A man performing parental authority he was never given the time to grow into. His language is borrowed from responsibility, not from emotional availability.
Sodapop Curtis
Warm, inclusive, frequently laughing — uses more exclamations than anyone. His language is designed to make other people feel good.
Emotional intelligence deployed as survival strategy. Sodapop has decided that the way to live in this world is to make it warmer for everyone around him. It's a choice, not a personality accident.
Cherry Valance
Polished, thoughtful, self-aware — Soc surface with genuine reflection underneath. Speaks in full sentences. Never uses greaser slang.
Class performance intact but under pressure. Cherry has been taught to speak correctly, but she's thinking past the manners. The gap between her speech register and her thoughts is smaller than most Socs.
Bob Sheldon
Barely speaks — we see him almost entirely through other people's descriptions and through his actions. When he does speak, it is possessive and drunk.
The Soc whose money and privilege have made conversation unnecessary. He doesn't need to persuade anyone of anything — he can just act. His death is the consequence of a boy who never had to develop any social skill beyond dominance.
Narrator's Voice
Ponyboy Curtis: 14 years old, unreliable in the specific way that grief and loyalty make people unreliable, self-aware about being a reader in a world that has decided readers can't be greasers. He over-explains. He circles back. He says 'I mean' constantly. His narration is the most authentic teenage voice in American literature not because it's dumbed down but because it's full of contradictions that he hasn't resolved yet — and knows it.
Tone Progression
Chapters 1-3
Tense, conversational, proudly greaser
Ponyboy is explaining his world to someone who doesn't understand it. The defensive energy is present from page one.

___

_Jobs_
**a)** Reproduce the character voice analysis from "Cherry Valance" to "than most Socs.", word for word.
**b)** Continue the character voice analysis from the point at which it ends.

_Given material_
___

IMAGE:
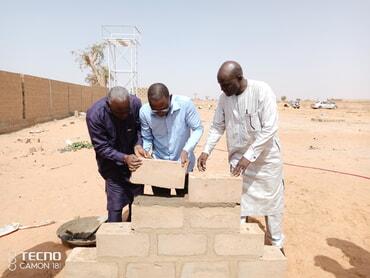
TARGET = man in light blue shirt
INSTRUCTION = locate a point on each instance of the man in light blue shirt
(171, 128)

___

_In response_
**a)**
Cherry Valance
Polished, thoughtful, self-aware — Soc surface with genuine reflection underneath. Speaks in full sentences. Never uses greaser slang.
Class performance intact but under pressure. Cherry has been taught to speak correctly, but she's thinking past the manners. The gap between her speech register and her thoughts is smaller than most Socs.

**b)**
Chapters 4-6
Quiet, reflective, afraid
The church chapters. Fear and grief slow the prose. The most literary passages in the novel occur here — Frost, sunsets, Gone with the Wind.
Chapters 7-9
Dissociated, fragmented, barely holding
Multiple deaths in close succession. The prose mirrors psychological breakdown — facts reported without emotional processing.
Chapters 10-12
Integrative, muted, purposeful
The story written means the story survived. The final chapter's prose is the quietest and most controlled. Grief doesn't resolve — it becomes the thing you're carrying.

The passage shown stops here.